[START OF RECORDS FOR THE EXERCISE]

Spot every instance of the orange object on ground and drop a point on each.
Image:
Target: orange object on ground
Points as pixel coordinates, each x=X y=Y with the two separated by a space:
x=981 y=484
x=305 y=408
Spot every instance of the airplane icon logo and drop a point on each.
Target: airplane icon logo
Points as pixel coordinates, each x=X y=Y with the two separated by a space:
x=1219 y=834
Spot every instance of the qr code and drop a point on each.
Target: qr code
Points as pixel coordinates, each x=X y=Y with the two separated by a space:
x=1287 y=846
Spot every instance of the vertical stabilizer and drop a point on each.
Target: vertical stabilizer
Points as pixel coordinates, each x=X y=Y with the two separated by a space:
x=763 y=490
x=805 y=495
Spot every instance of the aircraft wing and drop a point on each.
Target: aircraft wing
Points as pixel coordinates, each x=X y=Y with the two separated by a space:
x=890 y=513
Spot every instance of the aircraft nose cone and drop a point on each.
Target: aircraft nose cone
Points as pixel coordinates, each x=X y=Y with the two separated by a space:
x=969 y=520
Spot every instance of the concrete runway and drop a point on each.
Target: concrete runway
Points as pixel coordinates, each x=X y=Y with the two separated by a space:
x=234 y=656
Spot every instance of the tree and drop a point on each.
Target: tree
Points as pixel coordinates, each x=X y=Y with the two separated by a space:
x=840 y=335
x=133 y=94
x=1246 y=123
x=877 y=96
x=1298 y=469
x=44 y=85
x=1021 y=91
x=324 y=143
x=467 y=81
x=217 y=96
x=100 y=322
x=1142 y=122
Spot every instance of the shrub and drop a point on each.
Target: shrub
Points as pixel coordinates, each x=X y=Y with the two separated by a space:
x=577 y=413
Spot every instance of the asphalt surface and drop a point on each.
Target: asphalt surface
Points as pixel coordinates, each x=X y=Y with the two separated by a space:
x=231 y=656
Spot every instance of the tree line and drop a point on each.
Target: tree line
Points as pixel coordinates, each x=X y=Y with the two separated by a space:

[END OF RECORDS FOR THE EXERCISE]

Render each line of the records above as a Markdown table with the columns Row and Line, where Row holds the line's number. Leave out blank lines.

▸ **REPLY**:
| Row | Line |
|---|---|
| 1 | Spot every instance of the orange object on ground and drop a point on each. |
| 2 | Image: |
| 3 | Target: orange object on ground |
| 4 | Points as pixel coordinates, each x=X y=Y with the two separated by a space: |
| 5 | x=981 y=484 |
| 6 | x=305 y=408 |
| 7 | Spot every instance of the airplane icon logo and drop a point on each. |
| 8 | Target: airplane icon logo |
| 9 | Points as pixel coordinates, each x=X y=Y with the two separated by a space: |
| 10 | x=1219 y=834 |
| 11 | Spot every instance of the qr code and drop a point on each. |
| 12 | Target: qr code |
| 13 | Points as pixel coordinates, each x=X y=Y with the two separated by a space: |
| 14 | x=1287 y=846 |
| 15 | Spot every instance of the vertical stabilizer and drop a point on each. |
| 16 | Target: vertical stabilizer |
| 17 | Points as pixel coordinates, each x=X y=Y with the two separated by a space: |
| 18 | x=763 y=490 |
| 19 | x=805 y=495 |
| 20 | Spot every instance of the aircraft wing and drop a point on each. |
| 21 | Target: aircraft wing |
| 22 | Points as pixel coordinates, each x=X y=Y with the two separated by a space: |
| 23 | x=890 y=513 |
| 24 | Spot every instance of the aircraft nose cone and drop a point on each. |
| 25 | Target: aircraft nose cone |
| 26 | Points as pixel coordinates, each x=X y=Y with the two separated by a space: |
| 27 | x=969 y=520 |
| 28 | Spot every instance of the concrete runway and drop a point on each. |
| 29 | Target: concrete runway |
| 30 | Points as pixel coordinates, each x=X y=Y with the two separated by a space: |
| 31 | x=234 y=656 |
| 32 | Spot every instance of the tree and drop a point on each. |
| 33 | Target: tree |
| 34 | Points as pixel coordinates, each x=X y=Y with the two separated by a space: |
| 35 | x=840 y=335 |
| 36 | x=133 y=94 |
| 37 | x=1246 y=123 |
| 38 | x=877 y=96 |
| 39 | x=1298 y=469 |
| 40 | x=44 y=85 |
| 41 | x=1021 y=91 |
| 42 | x=324 y=143 |
| 43 | x=467 y=81 |
| 44 | x=217 y=96 |
| 45 | x=100 y=322 |
| 46 | x=1142 y=122 |
| 47 | Spot every instance of the shrub and drop a point on each. |
| 48 | Target: shrub |
| 49 | Points as pixel coordinates, each x=X y=Y with the two separated by a space: |
| 50 | x=577 y=413 |
| 51 | Spot every instance of the asphalt surface and drop a point on each. |
| 52 | Target: asphalt surface |
| 53 | Points as pixel coordinates, each x=X y=Y with the two separated by a space: |
| 54 | x=231 y=656 |
| 55 | Spot every instance of the tree line and drop a point on each. |
| 56 | Target: tree line |
| 57 | Points as pixel coordinates, each x=X y=Y with the two separated by a space: |